Supplied material –
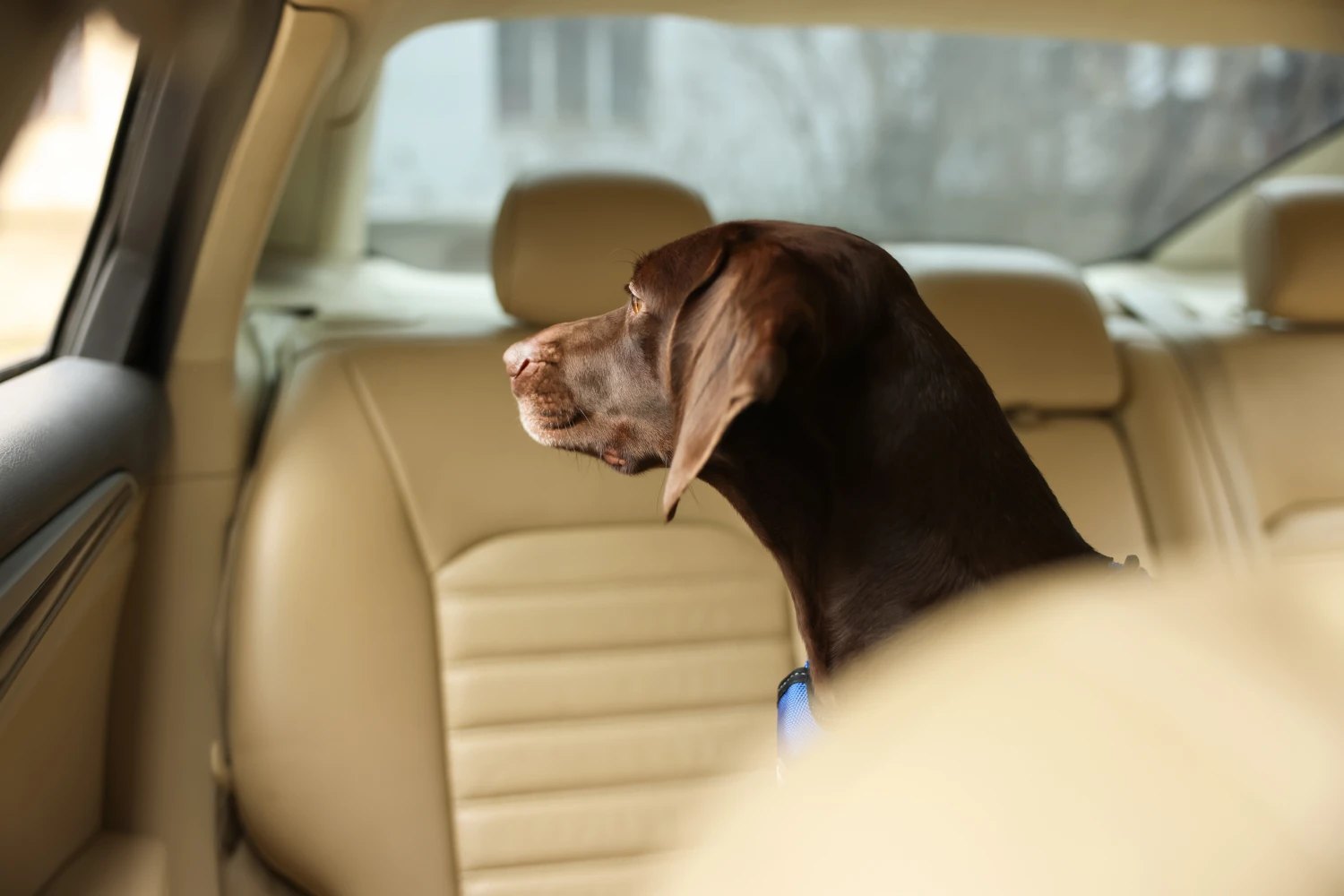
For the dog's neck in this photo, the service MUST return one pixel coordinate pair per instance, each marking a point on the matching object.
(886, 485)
---
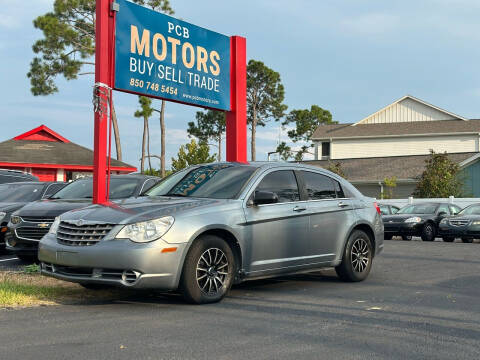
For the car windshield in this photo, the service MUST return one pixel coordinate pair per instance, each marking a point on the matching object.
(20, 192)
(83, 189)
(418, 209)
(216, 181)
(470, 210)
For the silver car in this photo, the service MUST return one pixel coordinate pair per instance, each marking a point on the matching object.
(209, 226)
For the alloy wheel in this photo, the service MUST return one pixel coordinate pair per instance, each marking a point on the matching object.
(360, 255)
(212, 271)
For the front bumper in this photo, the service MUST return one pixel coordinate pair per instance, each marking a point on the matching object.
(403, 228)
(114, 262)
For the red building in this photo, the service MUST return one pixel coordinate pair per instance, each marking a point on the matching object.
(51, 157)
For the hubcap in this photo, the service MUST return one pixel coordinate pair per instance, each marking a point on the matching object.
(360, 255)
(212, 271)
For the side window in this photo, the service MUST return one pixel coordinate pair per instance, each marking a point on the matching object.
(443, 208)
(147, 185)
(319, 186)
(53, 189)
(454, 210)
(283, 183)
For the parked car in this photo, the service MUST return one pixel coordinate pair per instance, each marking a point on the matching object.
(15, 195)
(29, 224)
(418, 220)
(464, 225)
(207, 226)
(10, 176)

Exercise – List each line from the rows above that contains the word "photo".

Task response –
For the dog's neck in this photo, the service MUST return one pixel coordinate pair per instance, each marking a point on the matching object.
For the car windshield in this photo, the service MUST return one pixel coordinate pair per instance, each marking a point on the matching object.
For the silver car in this photo, the service MUST return one pixel coordinate pair per instance, each marking a point on the matching object.
For the alloy wheel in this photo, the service MUST return one pixel coordinate pair per instance, each marking a point on the matching object.
For the front bumper in this photo, the service MUST return one pixel coordinate pair per instance, each marking a point on the matching object.
For the red building in this photo, the service MUST return one pixel coordinate pair per instance, each marking a point on the matching object.
For the hubcap in this photo, the service MUST return one pixel coordinate pair per instance, each marking a point on the matching object.
For the side window in this photo, the service MUST return one pixel coordinate pair per instance, each marking a point on the matching object.
For the parked car in this photo, the service MUST return one pixel coordinate pair per instance, each marking a point on the matching object.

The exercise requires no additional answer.